[The request]:
The records that follow are to be repeated without alteration.

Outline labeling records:
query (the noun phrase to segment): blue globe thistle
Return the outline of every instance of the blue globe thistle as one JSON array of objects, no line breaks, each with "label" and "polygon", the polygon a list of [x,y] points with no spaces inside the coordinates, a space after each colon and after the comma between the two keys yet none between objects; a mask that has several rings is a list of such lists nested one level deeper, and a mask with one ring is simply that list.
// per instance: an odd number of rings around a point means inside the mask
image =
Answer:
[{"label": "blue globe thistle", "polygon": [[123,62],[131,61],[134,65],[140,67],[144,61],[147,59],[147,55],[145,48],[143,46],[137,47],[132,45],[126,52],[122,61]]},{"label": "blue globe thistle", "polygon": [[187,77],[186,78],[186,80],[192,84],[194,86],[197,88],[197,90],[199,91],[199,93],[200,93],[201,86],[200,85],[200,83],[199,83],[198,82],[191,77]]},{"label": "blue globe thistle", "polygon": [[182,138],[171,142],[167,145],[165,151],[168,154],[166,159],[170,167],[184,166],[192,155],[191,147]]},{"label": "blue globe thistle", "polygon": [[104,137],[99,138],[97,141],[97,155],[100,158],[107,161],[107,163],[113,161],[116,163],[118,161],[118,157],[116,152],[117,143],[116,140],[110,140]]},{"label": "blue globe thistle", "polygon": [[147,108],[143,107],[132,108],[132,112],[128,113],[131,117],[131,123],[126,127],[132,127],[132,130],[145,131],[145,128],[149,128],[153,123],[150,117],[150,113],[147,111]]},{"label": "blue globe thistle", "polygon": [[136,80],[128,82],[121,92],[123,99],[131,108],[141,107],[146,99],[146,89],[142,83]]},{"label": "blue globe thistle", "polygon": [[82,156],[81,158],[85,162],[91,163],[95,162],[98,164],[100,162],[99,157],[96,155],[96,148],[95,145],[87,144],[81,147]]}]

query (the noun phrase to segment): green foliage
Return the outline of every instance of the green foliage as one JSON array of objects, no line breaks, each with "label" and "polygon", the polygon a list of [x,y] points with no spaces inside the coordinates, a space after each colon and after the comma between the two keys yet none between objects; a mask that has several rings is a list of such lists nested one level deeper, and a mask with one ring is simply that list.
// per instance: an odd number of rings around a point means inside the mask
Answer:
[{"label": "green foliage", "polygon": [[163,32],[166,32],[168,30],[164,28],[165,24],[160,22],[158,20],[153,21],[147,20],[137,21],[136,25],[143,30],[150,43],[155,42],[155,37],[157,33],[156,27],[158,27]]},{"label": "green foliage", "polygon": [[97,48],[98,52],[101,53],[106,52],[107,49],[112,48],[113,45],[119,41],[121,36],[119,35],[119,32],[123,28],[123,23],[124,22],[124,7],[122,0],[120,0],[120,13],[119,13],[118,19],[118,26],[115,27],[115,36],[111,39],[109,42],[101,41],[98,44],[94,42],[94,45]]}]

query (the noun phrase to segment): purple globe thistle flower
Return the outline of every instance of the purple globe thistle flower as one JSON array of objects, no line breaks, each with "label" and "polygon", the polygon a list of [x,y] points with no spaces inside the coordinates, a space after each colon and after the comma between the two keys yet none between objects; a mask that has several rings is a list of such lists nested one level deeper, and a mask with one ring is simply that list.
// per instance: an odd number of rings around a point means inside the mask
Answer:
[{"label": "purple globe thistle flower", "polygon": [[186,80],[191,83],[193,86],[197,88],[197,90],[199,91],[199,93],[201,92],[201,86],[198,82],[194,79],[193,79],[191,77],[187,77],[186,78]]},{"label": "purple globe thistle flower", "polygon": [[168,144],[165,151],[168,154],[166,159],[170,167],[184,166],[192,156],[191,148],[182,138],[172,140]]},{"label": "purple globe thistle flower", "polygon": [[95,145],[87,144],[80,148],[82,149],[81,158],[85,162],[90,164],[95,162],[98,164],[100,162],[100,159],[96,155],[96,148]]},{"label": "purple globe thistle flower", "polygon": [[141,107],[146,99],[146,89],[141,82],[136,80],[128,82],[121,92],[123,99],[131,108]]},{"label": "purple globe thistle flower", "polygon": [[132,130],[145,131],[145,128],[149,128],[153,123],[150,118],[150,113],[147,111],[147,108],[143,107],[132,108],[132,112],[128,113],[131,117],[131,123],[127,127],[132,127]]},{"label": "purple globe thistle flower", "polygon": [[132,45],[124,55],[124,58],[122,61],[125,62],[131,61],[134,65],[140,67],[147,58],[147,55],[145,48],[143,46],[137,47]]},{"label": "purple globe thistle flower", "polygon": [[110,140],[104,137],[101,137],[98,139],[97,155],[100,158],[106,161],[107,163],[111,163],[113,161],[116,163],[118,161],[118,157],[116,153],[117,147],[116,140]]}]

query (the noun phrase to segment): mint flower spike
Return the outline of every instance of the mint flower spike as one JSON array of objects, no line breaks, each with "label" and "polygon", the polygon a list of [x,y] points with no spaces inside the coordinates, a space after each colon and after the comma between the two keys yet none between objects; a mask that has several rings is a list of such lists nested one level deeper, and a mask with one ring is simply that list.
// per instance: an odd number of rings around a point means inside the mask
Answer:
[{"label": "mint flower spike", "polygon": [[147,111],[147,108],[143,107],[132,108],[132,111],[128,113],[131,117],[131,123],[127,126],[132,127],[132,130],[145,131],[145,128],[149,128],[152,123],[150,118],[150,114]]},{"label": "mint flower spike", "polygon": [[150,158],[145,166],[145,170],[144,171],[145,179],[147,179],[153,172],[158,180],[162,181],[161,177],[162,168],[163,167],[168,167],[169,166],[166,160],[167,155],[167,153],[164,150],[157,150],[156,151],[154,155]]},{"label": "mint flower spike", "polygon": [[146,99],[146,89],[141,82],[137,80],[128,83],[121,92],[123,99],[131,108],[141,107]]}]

[Answer in full]:
query (the noun phrase to segment): blue globe thistle
Return the outline of every instance of the blue globe thistle as one JSON array of objects, no line breaks, each with "label" and "polygon", the polygon a list of [x,y] points with no spaces inside the coordinates, a space after each colon and after the comma between the two keys yet none between objects; a mask that has several rings is a list of such lists nested one level deeper, and a mask with one ring is simply that list.
// per instance: an odd number of rings around a point means inside the mask
image =
Answer:
[{"label": "blue globe thistle", "polygon": [[123,62],[131,61],[134,65],[140,67],[144,61],[147,59],[147,55],[145,48],[143,46],[137,47],[132,45],[126,52],[122,61]]},{"label": "blue globe thistle", "polygon": [[187,77],[186,78],[186,80],[192,84],[194,86],[197,88],[197,90],[199,91],[199,93],[200,93],[201,86],[200,85],[200,83],[199,83],[198,82],[191,77]]},{"label": "blue globe thistle", "polygon": [[182,138],[171,142],[167,145],[165,151],[168,154],[166,159],[170,167],[184,166],[192,155],[191,147]]},{"label": "blue globe thistle", "polygon": [[104,137],[99,138],[97,141],[97,155],[100,158],[107,161],[107,163],[113,161],[116,163],[118,161],[118,157],[116,152],[117,143],[116,140],[110,140]]},{"label": "blue globe thistle", "polygon": [[147,108],[143,107],[132,108],[132,112],[128,113],[131,117],[131,123],[126,127],[132,127],[132,130],[145,131],[145,128],[149,128],[153,123],[150,117],[150,113],[147,111]]},{"label": "blue globe thistle", "polygon": [[136,80],[128,82],[121,92],[123,99],[131,108],[141,107],[146,99],[146,89],[142,83]]},{"label": "blue globe thistle", "polygon": [[82,156],[81,158],[85,162],[91,163],[95,162],[98,164],[100,162],[99,157],[96,155],[96,148],[95,145],[87,144],[81,147]]}]

query (the noun phrase to segment): green foliage
Return the outline of every instance of the green foliage as one JSON array of objects, no line breaks, each with "label" and "polygon", the polygon a list of [x,y] points with no spaces inside the coordinates, a space after each colon and after the comma between the two keys yet none between objects; a mask that has several rings is a list of such lists nested one level deeper, and a mask with one ring is simply that list.
// per instance: an odd number of rings around a point means inside the mask
Answer:
[{"label": "green foliage", "polygon": [[163,32],[166,32],[168,30],[164,28],[165,24],[160,22],[158,20],[153,21],[147,20],[137,21],[136,25],[143,30],[150,43],[155,42],[155,37],[157,33],[156,27],[158,27]]},{"label": "green foliage", "polygon": [[97,48],[98,52],[101,53],[106,52],[107,49],[112,48],[113,45],[119,41],[121,36],[119,35],[119,32],[123,28],[123,23],[124,22],[124,7],[122,0],[120,0],[120,13],[119,13],[118,19],[118,26],[115,27],[115,36],[111,39],[109,42],[101,41],[98,44],[94,42],[94,45]]}]

query (the noun phrase to segment): purple globe thistle flower
Return the outline of every instance of the purple globe thistle flower as one JSON array of objects, no line breaks, each with "label" and "polygon", the polygon a list of [x,y] points with no spaces inside the coordinates, a space after each colon and after the comma between the two keys yet none between objects; a mask that has several rings is a list of such lists nested one level deeper, and a mask with one ring is simply that list.
// per instance: an odd number of rings around a point means inside the mask
Answer:
[{"label": "purple globe thistle flower", "polygon": [[186,80],[191,83],[193,86],[197,88],[197,90],[199,91],[199,93],[201,92],[201,86],[198,82],[194,79],[193,79],[191,77],[187,77],[186,78]]},{"label": "purple globe thistle flower", "polygon": [[168,144],[165,151],[168,154],[166,159],[170,167],[184,166],[192,156],[191,148],[182,138],[172,140]]},{"label": "purple globe thistle flower", "polygon": [[95,145],[87,144],[80,148],[82,149],[81,158],[85,162],[90,164],[95,162],[98,164],[100,162],[100,159],[96,155],[96,148]]},{"label": "purple globe thistle flower", "polygon": [[141,107],[146,99],[146,89],[141,82],[136,80],[128,82],[121,92],[123,99],[131,108]]},{"label": "purple globe thistle flower", "polygon": [[132,130],[145,131],[145,128],[149,128],[153,123],[150,118],[150,113],[147,111],[147,108],[143,107],[132,108],[132,112],[128,113],[131,117],[131,123],[127,127],[132,127]]},{"label": "purple globe thistle flower", "polygon": [[132,45],[124,55],[124,58],[122,61],[125,62],[131,61],[134,65],[140,67],[147,58],[147,55],[145,48],[143,46],[137,47]]},{"label": "purple globe thistle flower", "polygon": [[110,140],[104,137],[101,137],[98,139],[97,155],[100,158],[106,161],[107,163],[111,163],[113,161],[116,163],[118,161],[118,157],[116,153],[117,147],[116,140]]}]

query (the noun phrase to segment): mint flower spike
Return the outline of every instance of the mint flower spike as one JSON array of objects, no line breaks, each with "label" and "polygon", the polygon a list of [x,y] points with no spaces inside the coordinates, a space after each colon and after the comma between the two keys yet none between objects; a mask that has several rings is a list of such lists nested one level deeper, and a mask with one ring is simply that list.
// per instance: an odd number of rings around a point means inside the mask
Answer:
[{"label": "mint flower spike", "polygon": [[147,111],[147,108],[143,107],[132,108],[132,111],[128,113],[131,117],[131,123],[127,126],[132,127],[132,130],[145,131],[145,128],[149,128],[152,123],[150,118],[150,114]]},{"label": "mint flower spike", "polygon": [[150,158],[145,166],[145,170],[144,171],[145,179],[147,179],[153,172],[158,180],[162,181],[161,177],[162,168],[163,167],[168,167],[169,166],[166,160],[167,155],[167,153],[164,150],[157,150],[156,151],[154,155]]},{"label": "mint flower spike", "polygon": [[146,99],[146,89],[141,82],[137,80],[128,83],[121,92],[123,99],[131,108],[141,107]]}]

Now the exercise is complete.